» **Tasks to carry out**
a. In the forum thread below, what part usually breaks?
b. Say whether each statement agrees with the forum thread below, answering yes or no and quoting the words of the thread that decide it: (i) The rear gear/bearing plate/u-joint/plunge joint has nearly always been available. (ii) Botch still has gearbox assemblies on hand. (iii) TJ Lee has found a Bmann Climax engine still new in the box.

» **Extracted text**
** begin **

The original moron.....I mean...purchaser who threw the box away without retaining the end steps and installing them (and currently being manufactured of un-obtainium), allowed, on derailment, the coupler to swing far enough over to disconnect the plunge joint, drop the shaft, and break parts. 

Reason number two is it's an early Climax without the slip-shaft, which the original purchaser failed to have upgraded by Botch or follow the "procedure" published many times over on how to make one. 

As delivered, front and rear trucks are connected through the center gearbox, any difference in truck speed (from Botch?) and you twist up the parts and snap something. 

Now, I really want to know what you get from Irv. 

The rear gear/bearing plate/u-joint/plunge joint has (almost) always been available. 
The slip shaft (metal portion of front part of rear shaft) maybe. 
But, what usually breaks is the plastic ears on the back of the gearbox, and those parts were ONLY made as part of the gearbox assembly, and Botch ran out of those over 8 years ago. 

I know how to make that part, using an old non-slip metal driveshaft, but it's a lot of work. 

So: 

Tell us what you actually get. 
Which part actually broke? 
Make SURE you have a slip-shaft on the rear! 

If you broke the ears off the gearbox (and it can be bad/brittle plastics that cause the failure, too), e-mail me. 

TOC


----------



## tj-lee (Jan 2, 2008)

TOC, 

> I know how to make that part, using an old non-slip metal driveshaft, 

I believe you could repair a rainy day. 

I've yet to see one of the Bmann Climax engines still "new in the box" and I've been looking. But even if I found one they'd still be prone to this drive shaft problem. If you ever start selling refurbished Climax engines let me know as I'll be first in line for one. 

Cheers, 
TJ Lee


----------



## ohioriverrailway (Jan 2, 2008)

"Ain't just Bletchmann. You can't get customer service anywhere anymore. Amazon double billed me for shipping, then, when I disputed the cc payment, they emailed to say I needed to CALL them with new information so they could re-bill me (for the same incorrect amount.) 

What the heck's happened to this country??


----------



## Dan Pierce (Jan 2, 2008)

Outsourcing is what happened to this country. 

Companies can do it cheaper, but customers can be burnt as these people are not fluent with our language, especially the slang which we all use. 

And the answer is voice mail and e-mail and they will get back to you. 

The wait is weighty. 

And try to understand some of the answering machines where the recording has an accent. 

Then there is my voice mail where some one calls and leaves a phone number and it seems like they must leave a 10 digit number in 1/10 of a second or faster. 
And this was after a 2 minute message which is lots of fun to play back. 

My frustration levels go through the roof!!!!!!! 

Now back to trains for fun, not frustration!!!!!


----------

** end **

» **Entries shown**

** begin **

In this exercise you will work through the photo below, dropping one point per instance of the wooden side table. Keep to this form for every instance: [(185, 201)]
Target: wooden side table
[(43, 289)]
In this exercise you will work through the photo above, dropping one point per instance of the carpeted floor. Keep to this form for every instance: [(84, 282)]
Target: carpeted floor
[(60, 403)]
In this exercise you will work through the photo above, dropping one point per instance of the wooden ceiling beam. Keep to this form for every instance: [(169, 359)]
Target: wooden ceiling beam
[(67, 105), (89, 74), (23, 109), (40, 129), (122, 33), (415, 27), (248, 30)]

** end **

» **Results of the tasks**
a. The plastic ears on the back of the gearbox.

b.
(i) Yes: "The rear gear/bearing plate/u-joint/plunge joint has (almost) always been available."
(ii) No: "Botch ran out of those over 8 years ago."
(iii) No: "I've yet to see one of the Bmann Climax engines still "new in the box" and I've been looking."